● Required work
Retype everything in the listing, leaving each line exactly as it is.

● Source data
· · · · · · ·

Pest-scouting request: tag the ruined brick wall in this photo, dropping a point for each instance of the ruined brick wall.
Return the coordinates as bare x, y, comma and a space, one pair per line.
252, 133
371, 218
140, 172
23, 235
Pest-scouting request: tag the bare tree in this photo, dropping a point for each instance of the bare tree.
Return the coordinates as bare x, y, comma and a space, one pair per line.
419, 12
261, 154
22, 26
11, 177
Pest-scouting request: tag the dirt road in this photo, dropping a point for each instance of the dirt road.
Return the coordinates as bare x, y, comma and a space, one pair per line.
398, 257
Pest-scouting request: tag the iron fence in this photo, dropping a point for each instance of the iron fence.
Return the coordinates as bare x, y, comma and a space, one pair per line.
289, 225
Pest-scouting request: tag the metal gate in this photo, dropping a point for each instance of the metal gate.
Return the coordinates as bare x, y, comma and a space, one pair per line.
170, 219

· · · · · · ·

● Result for this exercise
Pest-scouting request: tag the ruined brick wall in this photo, dropping a point for each instance of the ruined brick wall.
Return the coordinates as bare x, y, comma and a space, one pair per line.
252, 133
371, 218
140, 172
23, 235
Pest-scouting request: tag the bare tree in this photo, dropping a point for each instance of the bare tree.
Return the coordinates as bare x, y, comma and a space, one pair per line.
419, 12
261, 154
22, 26
11, 177
Pest-scouting request: tag the dirt road in this photo, dropping a point for each instance of the dirt road.
Return the coordinates as bare x, y, comma and a space, one pair per line.
398, 257
Pest-scouting request: tag the iron fence in this photo, dropping a point for each instance of the iron fence.
Return the coordinates as bare x, y, comma and a space, one pair per line.
289, 225
Pest-scouting request: tag the metal gate in this photo, dropping a point for each instance of the metal gate.
Return the coordinates as bare x, y, comma and a space, one pair per line.
170, 219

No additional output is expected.